───── Given passage ─────

Page last updated at 21:48 GMT, Sunday, 14 September 2008 22:48 UK

NHS dentists pay 'up to 96k'

Patient being treated by dentist
New contracts for NHS dentists were introduced in 2006

NHS dentists in England are earning significantly more since new contracts were introduced two years ago, official figures will suggest.

The contracts were meant to improve NHS access, but a recent study suggested fewer patients were being treated.

The British Dental Association said the figures - showing average annual incomes as up from 87,000 to 96,000 - did not accurately reflect reality.

The government said it would comment when the figures came out on Tuesday.

'Claw back'

The BDA said the figure on average incomes did not accurately represent dentists' income, because it did not take into account tax and other business costs.

The statistics also included payment for work carried out before the contracts were introduced in 2006, said the BDA.

Under the new contract dentists are also subject to a new system called 'claw back', which means the NHS pays them in advance for a stated number of treatments.

If they do not carry out all the work they may have to pay some of the money back.

The BDA said 48% of dentists fell into this category and could eventually end up earning less under the new deal.

Root canal

In July a report by MPs said the changes to the system had not been successful.

The new contract, introduced in 2006, was intended to simplify charges and make it easier to find an NHS dentist.

But the Commons Health Committee said access remained "patchy" and there had been a sharp fall in the number of complex procedures.

In response to the MP's report the Department of Health insisted the reforms - which were later adopted in Wales - were starting to work in England.

In the first year of the contract, the number of complex treatments - including bridges and crowns - halved, and the number of root canal treatments fell by 45%. Both attract higher fees under the new scheme.

The committee said there were concerns that some patients were not getting the complex treatment they needed.

Last month figures from the NHS Information Centre showed fewer patients were being treated, despite more dentists joining the NHS after the new contract.

Some 27m patients were seen by an NHS dentist in England during the past two years - 1.1m fewer than the previous two years.

But there were 655 more dentists doing NHS work in 2007/08 than in the previous year - an increase of 3.2%.

───── Records provided ─────

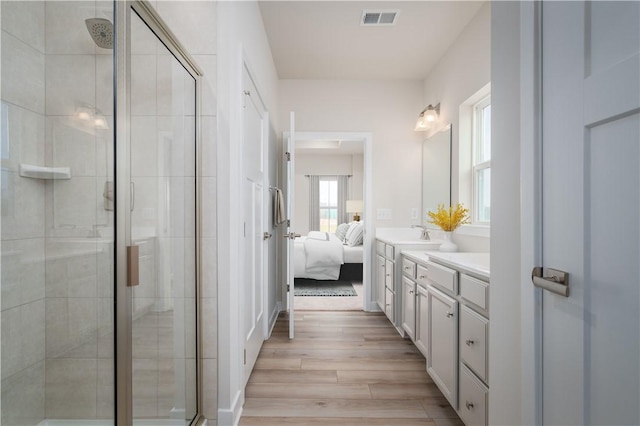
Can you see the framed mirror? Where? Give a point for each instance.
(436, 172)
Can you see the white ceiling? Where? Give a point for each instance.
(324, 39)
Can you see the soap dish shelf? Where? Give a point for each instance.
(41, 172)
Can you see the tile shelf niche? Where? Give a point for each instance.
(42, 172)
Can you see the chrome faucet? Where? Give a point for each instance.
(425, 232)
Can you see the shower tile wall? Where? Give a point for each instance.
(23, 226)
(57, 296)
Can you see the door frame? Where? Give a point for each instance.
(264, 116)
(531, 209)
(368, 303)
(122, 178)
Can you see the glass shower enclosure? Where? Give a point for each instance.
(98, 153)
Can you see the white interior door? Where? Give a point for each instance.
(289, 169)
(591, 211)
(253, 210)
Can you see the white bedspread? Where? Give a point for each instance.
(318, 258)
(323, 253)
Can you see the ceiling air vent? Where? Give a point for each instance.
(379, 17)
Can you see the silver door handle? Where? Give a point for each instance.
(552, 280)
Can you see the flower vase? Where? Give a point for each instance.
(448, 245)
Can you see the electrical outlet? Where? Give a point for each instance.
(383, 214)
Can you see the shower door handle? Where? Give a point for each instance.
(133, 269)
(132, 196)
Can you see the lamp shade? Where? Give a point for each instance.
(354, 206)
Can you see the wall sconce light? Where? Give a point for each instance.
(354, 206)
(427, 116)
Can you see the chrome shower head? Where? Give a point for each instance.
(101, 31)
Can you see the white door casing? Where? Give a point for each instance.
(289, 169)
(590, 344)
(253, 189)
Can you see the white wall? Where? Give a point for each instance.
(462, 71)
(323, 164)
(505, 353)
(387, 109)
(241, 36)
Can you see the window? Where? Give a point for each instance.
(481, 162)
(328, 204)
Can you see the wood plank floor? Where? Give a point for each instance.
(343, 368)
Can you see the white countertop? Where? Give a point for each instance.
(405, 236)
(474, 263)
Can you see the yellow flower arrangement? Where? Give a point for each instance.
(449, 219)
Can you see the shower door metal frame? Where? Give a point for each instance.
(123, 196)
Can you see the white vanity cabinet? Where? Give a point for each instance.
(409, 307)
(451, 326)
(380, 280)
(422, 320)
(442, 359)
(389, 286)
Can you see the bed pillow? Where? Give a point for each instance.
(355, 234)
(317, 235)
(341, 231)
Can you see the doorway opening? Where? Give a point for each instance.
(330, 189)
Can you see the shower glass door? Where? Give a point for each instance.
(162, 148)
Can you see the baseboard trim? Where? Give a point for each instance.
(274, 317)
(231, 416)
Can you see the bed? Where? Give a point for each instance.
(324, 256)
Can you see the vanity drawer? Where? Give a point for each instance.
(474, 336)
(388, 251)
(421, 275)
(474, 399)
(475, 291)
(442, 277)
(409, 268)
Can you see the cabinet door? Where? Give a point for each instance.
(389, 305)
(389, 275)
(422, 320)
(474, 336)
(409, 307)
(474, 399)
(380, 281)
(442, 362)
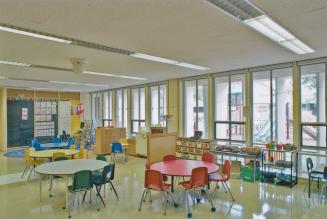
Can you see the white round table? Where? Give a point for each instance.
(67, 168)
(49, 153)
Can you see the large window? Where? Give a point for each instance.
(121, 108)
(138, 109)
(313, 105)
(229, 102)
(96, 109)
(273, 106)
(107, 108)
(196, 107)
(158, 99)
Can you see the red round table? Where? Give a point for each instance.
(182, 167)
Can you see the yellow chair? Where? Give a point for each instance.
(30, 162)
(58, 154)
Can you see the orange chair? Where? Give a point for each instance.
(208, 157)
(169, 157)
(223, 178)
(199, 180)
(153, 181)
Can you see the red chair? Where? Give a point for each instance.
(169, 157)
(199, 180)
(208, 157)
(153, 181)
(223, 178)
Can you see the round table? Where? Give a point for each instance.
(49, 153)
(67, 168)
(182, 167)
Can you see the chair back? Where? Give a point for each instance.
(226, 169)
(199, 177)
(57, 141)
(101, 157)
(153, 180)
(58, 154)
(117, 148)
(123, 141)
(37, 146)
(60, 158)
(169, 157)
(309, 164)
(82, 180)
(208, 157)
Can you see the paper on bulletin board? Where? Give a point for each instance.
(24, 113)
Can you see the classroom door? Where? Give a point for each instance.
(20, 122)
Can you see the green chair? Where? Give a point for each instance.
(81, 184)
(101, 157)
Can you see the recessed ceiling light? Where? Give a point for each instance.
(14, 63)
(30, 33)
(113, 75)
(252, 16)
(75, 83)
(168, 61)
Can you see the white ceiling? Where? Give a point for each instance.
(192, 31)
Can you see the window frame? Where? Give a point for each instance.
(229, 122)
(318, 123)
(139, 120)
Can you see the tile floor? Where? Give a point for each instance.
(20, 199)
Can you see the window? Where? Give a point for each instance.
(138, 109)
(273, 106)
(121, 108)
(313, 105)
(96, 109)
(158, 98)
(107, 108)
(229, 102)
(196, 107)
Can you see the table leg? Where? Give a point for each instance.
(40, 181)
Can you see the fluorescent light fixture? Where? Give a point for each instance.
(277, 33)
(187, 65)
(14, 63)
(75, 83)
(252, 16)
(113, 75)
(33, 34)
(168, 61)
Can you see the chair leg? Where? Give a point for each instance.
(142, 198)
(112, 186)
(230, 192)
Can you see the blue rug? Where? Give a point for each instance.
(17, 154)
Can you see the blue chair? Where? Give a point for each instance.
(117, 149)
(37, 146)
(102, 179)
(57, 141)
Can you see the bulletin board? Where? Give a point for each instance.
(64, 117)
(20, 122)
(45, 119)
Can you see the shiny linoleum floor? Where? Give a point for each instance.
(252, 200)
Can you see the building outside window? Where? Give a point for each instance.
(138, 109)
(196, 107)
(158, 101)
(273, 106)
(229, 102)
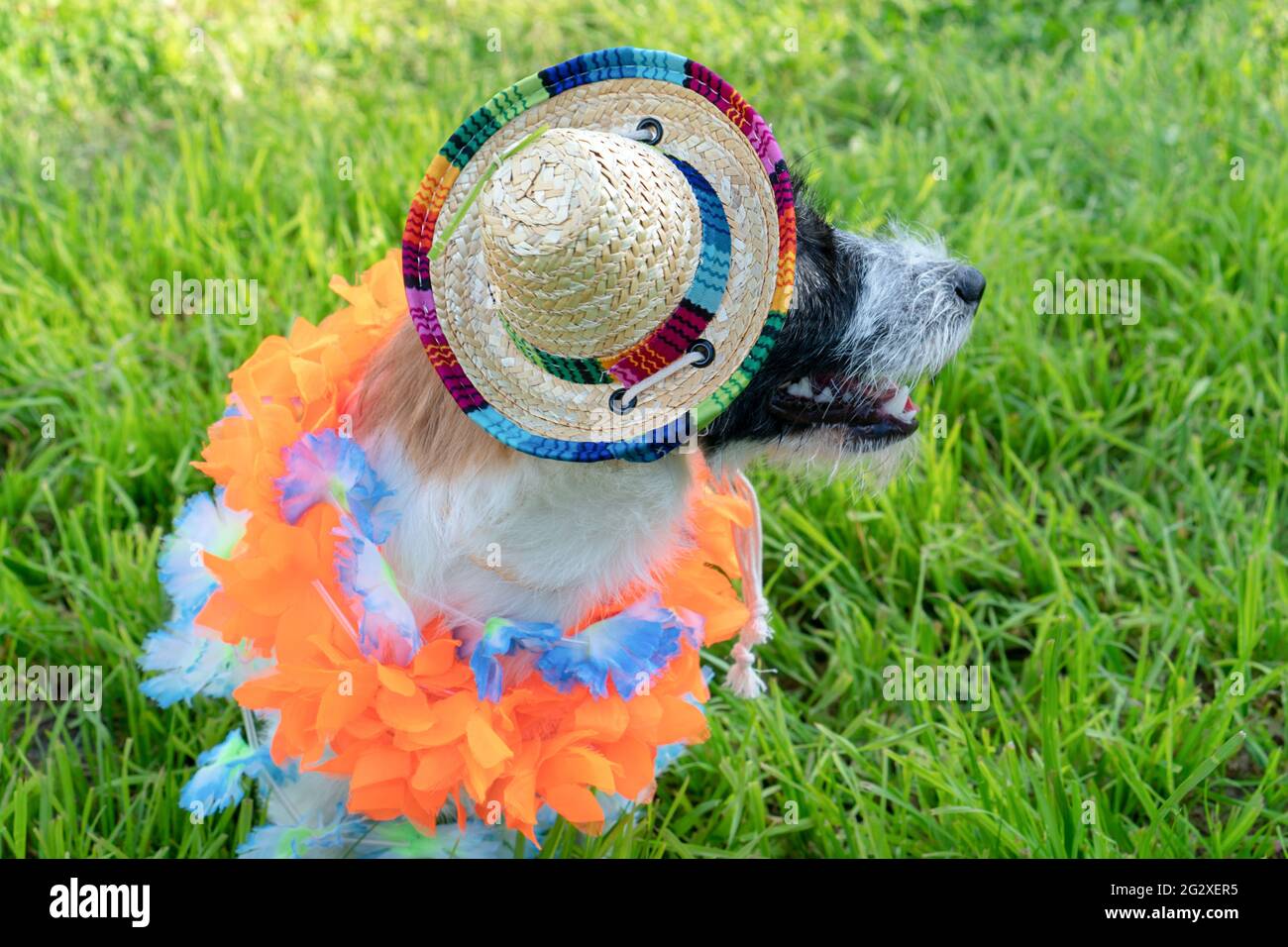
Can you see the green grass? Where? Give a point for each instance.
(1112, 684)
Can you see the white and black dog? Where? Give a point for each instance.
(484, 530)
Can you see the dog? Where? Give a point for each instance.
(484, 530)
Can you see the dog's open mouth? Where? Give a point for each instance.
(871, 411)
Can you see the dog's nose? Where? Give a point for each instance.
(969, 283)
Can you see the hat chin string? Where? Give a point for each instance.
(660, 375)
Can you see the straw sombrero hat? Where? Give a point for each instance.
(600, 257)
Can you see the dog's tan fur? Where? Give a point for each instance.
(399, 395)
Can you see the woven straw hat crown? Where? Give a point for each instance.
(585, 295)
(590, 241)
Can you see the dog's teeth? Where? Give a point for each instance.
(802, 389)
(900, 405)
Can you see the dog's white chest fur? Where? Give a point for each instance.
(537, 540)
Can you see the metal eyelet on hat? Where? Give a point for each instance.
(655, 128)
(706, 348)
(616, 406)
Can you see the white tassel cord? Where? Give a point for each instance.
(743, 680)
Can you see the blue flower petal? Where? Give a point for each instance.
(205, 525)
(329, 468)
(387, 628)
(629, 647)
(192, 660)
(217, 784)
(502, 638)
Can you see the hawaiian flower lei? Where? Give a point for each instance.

─────
───── Records provided ─────

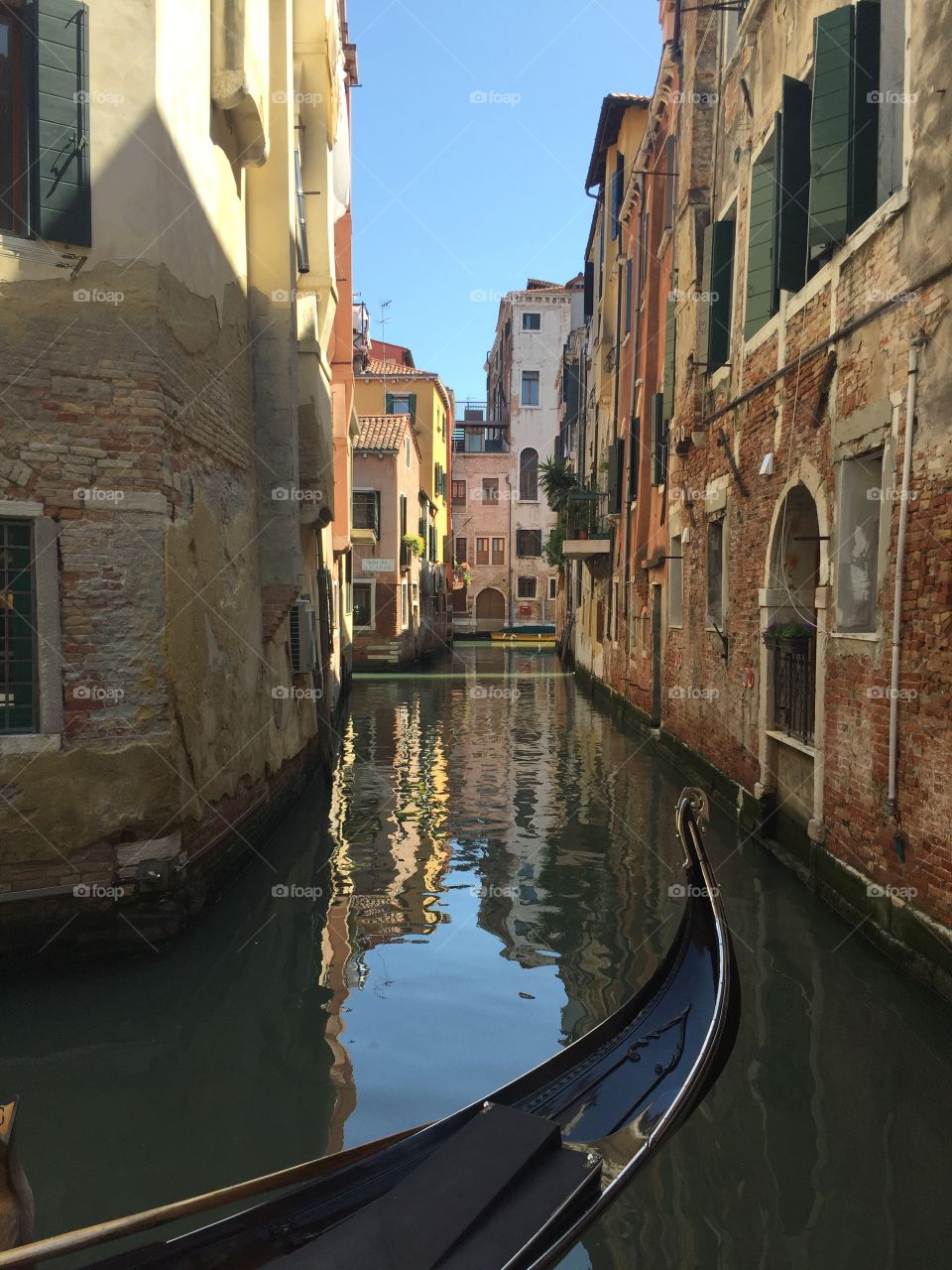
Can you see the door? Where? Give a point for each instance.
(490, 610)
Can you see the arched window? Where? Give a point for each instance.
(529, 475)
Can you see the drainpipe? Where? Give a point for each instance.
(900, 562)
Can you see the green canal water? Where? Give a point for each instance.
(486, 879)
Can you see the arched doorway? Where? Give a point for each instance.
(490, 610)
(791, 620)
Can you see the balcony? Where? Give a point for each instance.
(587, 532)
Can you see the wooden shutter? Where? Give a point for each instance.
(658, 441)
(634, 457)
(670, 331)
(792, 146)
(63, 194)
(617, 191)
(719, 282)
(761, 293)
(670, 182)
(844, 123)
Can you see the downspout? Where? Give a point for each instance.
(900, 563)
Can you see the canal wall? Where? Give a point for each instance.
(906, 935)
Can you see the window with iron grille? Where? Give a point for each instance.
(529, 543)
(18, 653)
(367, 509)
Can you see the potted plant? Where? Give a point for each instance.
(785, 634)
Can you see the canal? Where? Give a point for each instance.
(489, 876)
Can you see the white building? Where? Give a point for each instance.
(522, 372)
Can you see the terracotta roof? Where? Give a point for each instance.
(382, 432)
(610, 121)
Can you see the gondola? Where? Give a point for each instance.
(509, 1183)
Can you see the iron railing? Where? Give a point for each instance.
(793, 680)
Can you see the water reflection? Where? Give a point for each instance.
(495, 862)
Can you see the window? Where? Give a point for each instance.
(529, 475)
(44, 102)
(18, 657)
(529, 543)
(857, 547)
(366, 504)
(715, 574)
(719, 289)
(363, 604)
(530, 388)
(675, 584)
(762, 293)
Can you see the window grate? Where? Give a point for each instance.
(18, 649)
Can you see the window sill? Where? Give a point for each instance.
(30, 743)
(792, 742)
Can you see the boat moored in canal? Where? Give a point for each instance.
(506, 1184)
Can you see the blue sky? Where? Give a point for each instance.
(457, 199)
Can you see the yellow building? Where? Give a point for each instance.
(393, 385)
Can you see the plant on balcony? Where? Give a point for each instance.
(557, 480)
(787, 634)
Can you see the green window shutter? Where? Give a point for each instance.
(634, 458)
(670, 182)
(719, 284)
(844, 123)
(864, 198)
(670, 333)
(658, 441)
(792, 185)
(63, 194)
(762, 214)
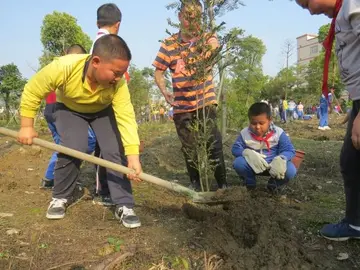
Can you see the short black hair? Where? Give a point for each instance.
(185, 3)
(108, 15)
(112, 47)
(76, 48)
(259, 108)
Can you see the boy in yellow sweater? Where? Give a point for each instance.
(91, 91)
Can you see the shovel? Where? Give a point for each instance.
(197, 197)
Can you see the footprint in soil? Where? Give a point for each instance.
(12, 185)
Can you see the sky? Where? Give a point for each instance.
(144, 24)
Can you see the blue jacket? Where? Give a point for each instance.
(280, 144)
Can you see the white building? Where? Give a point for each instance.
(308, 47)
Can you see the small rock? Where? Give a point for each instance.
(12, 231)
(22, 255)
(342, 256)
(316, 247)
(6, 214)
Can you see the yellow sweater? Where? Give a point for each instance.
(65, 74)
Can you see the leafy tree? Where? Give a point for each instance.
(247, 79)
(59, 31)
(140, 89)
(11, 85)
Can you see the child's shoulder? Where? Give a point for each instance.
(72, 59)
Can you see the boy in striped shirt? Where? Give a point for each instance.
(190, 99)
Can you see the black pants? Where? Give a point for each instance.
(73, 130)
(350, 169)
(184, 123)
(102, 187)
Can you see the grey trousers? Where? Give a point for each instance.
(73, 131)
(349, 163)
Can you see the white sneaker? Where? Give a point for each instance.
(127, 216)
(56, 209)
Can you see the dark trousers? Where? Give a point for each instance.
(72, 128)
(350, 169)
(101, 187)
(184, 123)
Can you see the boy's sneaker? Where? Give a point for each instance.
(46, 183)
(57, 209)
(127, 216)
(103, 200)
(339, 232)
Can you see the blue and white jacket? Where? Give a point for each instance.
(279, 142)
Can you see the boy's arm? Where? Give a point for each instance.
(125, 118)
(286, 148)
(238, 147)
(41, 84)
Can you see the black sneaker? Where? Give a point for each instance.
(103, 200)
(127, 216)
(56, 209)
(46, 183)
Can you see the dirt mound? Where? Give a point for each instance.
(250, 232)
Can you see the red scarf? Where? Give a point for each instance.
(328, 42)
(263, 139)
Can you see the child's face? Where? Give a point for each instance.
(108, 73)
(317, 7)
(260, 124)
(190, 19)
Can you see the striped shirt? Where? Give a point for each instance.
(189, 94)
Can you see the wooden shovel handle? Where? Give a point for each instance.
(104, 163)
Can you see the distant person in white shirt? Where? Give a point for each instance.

─────

■ **Explore the material**
1) Rewrite the part of the NHS dentists article that opens with the words containing "NHS dentists pay" and closes with "were being treated.", replacing "contracts" with "agreements".
2) List every percentage figure given in the NHS dentists article.

■ **Answers to the exercises**
1)
NHS dentists pay 'up to 96k'

Patient being treated by dentist
New agreements for NHS dentists were introduced in 2006

NHS dentists in England are earning significantly more since new agreements were introduced two years ago, official figures will suggest.

The agreements were meant to improve NHS access, but a recent study suggested fewer patients were being treated.

2)
48%
45%
3.2%